» **TASK TO CARRY OUT**:
Figure out how many lines of the listing include the string "menu"; the reply is only that number.

BEGIN THE RECORDS

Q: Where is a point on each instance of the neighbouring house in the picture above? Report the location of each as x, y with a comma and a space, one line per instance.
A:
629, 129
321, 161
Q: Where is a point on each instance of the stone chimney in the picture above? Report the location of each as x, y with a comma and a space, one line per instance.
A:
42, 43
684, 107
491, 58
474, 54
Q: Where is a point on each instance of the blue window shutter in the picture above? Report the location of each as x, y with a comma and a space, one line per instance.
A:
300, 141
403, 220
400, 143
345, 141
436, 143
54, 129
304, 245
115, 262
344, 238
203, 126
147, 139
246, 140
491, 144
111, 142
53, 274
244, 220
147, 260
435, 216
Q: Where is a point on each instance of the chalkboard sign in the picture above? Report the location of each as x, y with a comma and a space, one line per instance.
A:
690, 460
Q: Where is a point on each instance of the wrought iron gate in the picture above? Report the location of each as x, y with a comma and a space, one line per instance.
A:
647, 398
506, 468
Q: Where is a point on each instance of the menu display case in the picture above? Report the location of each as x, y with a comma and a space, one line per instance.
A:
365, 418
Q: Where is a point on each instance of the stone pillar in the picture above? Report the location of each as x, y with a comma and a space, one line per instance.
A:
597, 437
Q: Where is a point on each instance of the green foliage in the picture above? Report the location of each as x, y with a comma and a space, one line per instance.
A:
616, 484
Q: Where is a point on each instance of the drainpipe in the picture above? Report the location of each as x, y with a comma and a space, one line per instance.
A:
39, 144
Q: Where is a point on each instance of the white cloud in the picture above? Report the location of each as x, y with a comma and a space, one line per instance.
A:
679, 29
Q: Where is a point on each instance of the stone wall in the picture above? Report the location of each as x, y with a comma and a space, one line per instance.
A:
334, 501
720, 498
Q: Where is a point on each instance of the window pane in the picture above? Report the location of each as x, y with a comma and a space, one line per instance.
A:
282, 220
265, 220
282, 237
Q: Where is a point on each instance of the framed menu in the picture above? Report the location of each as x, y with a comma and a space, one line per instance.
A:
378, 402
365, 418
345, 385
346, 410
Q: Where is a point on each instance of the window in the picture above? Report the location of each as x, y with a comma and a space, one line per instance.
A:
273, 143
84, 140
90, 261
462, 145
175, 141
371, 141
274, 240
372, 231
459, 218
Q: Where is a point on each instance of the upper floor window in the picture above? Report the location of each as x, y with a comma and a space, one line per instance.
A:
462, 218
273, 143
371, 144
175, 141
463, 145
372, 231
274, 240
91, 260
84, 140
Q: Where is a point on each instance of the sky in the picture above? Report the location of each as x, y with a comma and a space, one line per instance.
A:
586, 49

END THE RECORDS

» **RESULT**:
2